* [AIM 1]
Please count the lines of the records below that contain the string "surface", treating uppercase and lowercase as different. Reply with the number alone.

* [EXCERPTED PASSAGE]
::::::::::
One of the main purposes of employing social media in marketing is as a communications tool that makes the companies accessible to those interested in their product and makes them visible to those who have no knowledge of their products. These companies use social media to create buzz, and learn from and target customers. It's the only form of marketing that can finger consumers at each and every stage of the consumer decision journey. Marketing through social media has other benefits as well. Of the top 10 factors that correlate with a strong Google organic search, seven are social media dependent. This means that if brands are less or non-active on social media, they tend to show up less on Google searches. While platforms such as Twitter, Facebook, and Google+ have a larger number of monthly users, the visual media sharing based mobile platforms, however, garner a higher interaction rate in comparison and have registered the fastest growth and have changed the ways in which consumers engage with brand content. Instagram has an interaction rate of 1.46% with an average of 130 million users monthly as opposed to Twitter which has a .03% interaction rate with an average of 210 million monthly users. Unlike traditional media that are often cost-prohibitive to many companies, a social media strategy does not require astronomical budgeting.
::::::::::
* [Coordinate annotation entries]
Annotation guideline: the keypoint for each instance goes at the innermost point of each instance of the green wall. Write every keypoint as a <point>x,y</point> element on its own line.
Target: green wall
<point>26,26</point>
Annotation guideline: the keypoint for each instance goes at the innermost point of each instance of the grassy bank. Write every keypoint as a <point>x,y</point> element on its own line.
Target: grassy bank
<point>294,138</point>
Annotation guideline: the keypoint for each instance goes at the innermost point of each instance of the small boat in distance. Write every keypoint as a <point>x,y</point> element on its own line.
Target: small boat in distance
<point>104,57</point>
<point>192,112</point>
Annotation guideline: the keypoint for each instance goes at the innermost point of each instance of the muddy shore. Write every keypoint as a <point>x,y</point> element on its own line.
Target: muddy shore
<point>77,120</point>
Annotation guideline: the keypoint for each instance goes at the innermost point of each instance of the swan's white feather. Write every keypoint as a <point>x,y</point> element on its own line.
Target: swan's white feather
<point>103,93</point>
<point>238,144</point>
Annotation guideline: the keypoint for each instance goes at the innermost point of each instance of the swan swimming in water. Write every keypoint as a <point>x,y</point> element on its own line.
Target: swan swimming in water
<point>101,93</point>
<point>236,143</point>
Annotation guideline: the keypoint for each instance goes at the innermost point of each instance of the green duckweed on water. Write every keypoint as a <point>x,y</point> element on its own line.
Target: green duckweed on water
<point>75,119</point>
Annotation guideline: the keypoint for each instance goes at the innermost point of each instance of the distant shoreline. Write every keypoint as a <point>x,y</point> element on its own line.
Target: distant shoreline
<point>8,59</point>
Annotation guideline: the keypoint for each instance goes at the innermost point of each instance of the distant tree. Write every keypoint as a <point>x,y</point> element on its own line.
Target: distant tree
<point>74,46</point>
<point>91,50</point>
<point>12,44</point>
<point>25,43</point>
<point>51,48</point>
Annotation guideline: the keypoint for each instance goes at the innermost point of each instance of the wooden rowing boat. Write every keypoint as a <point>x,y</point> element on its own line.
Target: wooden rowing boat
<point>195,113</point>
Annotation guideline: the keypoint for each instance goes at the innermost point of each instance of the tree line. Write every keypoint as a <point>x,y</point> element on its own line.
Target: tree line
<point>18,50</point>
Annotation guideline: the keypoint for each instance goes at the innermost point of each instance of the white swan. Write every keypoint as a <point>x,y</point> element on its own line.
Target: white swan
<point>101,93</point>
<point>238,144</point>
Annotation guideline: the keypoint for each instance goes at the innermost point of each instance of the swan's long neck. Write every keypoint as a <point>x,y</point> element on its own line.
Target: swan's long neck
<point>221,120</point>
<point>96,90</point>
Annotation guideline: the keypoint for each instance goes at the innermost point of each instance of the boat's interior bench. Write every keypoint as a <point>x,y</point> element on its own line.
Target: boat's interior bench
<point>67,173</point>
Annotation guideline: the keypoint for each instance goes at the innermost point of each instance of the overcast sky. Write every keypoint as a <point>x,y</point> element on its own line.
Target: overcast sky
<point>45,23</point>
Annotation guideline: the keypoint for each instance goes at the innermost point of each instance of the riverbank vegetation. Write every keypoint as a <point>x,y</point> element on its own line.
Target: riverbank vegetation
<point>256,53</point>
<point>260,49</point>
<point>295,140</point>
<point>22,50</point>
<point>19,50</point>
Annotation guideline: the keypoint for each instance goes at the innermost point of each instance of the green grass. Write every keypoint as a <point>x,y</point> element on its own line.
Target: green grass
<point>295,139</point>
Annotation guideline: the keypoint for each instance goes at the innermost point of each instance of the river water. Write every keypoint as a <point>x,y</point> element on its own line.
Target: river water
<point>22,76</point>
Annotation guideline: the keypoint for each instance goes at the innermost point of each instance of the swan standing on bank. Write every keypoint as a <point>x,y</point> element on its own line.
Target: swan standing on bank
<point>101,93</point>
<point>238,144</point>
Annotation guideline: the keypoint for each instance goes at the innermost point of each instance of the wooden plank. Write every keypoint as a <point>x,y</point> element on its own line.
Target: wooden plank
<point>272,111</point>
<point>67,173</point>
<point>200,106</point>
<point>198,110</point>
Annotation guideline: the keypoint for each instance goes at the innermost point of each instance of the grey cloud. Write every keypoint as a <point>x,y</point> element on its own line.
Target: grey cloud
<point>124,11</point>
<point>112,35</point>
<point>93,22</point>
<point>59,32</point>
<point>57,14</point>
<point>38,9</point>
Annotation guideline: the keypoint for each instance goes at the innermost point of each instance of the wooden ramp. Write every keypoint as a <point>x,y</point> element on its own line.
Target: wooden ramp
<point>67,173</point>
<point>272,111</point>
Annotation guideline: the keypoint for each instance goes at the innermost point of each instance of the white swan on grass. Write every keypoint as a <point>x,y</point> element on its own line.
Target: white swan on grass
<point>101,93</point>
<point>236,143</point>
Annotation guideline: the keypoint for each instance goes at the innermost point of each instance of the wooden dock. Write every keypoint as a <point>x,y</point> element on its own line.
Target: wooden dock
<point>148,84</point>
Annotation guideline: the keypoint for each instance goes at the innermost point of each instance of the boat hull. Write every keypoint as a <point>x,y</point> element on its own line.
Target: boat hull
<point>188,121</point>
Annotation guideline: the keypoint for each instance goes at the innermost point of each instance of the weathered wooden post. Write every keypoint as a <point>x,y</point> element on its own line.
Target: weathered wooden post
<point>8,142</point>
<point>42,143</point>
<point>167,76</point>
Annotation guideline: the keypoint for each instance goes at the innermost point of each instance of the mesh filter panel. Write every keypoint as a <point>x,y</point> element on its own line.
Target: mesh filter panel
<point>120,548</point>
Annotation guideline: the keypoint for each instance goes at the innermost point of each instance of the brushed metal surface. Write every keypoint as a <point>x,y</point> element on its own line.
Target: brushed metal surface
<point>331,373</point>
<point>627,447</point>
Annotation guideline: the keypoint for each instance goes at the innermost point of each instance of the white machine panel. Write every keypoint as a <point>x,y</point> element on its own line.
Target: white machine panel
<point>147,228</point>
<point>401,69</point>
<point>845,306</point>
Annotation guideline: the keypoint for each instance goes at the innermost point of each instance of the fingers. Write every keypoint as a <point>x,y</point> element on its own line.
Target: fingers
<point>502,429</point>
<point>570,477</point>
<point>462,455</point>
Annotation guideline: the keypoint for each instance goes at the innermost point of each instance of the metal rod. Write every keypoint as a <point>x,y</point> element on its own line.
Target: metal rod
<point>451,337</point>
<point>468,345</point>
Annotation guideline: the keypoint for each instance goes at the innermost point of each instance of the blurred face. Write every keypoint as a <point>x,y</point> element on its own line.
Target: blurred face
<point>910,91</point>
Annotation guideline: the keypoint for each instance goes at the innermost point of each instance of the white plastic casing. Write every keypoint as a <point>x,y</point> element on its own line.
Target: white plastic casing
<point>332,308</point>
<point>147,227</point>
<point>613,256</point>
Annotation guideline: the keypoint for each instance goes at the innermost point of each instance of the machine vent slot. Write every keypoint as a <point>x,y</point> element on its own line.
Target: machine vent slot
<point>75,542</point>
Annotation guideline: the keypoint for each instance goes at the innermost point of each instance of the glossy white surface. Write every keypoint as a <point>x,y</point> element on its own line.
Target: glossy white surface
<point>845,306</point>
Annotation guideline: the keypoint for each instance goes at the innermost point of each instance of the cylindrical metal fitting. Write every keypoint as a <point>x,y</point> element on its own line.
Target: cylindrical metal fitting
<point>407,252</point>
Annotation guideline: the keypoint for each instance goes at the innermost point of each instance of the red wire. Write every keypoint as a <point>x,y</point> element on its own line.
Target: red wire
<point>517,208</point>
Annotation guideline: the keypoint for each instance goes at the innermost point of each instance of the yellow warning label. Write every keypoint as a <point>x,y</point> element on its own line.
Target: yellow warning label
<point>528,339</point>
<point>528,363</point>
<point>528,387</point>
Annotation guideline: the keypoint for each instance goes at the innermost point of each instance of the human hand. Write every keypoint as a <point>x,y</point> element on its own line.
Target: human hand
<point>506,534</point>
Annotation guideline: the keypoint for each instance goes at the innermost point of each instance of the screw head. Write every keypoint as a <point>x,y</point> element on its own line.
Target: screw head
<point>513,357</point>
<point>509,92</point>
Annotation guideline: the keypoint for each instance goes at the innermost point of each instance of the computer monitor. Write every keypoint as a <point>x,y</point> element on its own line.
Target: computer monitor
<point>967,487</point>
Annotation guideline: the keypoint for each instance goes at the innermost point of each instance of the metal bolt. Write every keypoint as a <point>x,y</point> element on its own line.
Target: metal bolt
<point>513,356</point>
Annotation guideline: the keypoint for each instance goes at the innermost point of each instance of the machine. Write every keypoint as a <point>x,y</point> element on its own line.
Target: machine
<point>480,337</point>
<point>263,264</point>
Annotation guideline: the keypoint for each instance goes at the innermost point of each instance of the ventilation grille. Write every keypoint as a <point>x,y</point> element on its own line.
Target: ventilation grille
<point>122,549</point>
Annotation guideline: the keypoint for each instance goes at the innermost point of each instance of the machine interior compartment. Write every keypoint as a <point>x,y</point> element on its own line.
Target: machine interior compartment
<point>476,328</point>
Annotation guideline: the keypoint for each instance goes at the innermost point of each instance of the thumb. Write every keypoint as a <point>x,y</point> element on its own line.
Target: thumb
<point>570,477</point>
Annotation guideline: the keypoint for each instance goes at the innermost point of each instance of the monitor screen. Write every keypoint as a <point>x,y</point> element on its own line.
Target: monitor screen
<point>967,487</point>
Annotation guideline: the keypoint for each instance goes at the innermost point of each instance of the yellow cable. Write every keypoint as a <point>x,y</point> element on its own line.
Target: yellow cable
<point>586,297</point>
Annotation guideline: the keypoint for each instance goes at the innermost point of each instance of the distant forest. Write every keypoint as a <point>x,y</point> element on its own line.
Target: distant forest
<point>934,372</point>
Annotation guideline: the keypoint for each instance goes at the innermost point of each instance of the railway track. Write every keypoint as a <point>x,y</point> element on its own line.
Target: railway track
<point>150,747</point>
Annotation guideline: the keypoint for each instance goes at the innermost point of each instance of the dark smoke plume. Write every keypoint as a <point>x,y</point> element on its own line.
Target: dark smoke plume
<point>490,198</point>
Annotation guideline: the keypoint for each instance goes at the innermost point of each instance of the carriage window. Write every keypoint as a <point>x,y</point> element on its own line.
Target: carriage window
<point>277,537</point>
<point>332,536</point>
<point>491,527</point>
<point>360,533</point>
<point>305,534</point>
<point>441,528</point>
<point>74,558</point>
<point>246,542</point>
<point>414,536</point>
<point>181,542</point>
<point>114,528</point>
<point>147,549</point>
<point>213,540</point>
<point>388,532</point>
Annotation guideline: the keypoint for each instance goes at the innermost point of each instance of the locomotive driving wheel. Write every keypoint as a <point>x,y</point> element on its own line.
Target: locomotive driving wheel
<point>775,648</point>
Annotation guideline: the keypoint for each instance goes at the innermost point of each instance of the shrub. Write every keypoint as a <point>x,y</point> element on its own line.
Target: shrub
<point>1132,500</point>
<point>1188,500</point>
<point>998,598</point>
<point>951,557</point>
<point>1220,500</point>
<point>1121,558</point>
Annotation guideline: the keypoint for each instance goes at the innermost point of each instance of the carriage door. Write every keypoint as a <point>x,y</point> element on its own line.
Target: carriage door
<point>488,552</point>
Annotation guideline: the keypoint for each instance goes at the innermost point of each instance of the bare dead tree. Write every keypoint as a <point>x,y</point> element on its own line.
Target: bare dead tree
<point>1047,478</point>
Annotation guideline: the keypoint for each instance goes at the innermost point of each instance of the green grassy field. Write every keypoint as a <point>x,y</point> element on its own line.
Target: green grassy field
::::::::::
* [AIM 2]
Summarize the passage on social media marketing above in two sentences.

* [CORRECT ANSWER 1]
4

* [CORRECT ANSWER 2]
Companies use social media in marketing as a communications tool that makes them accessible to interested customers and visible to others, and brands that are less active there tend to show up less in Google searches. Visual mobile platforms such as Instagram draw a higher interaction rate than Twitter despite having fewer monthly users, and a social media strategy does not require astronomical budgeting.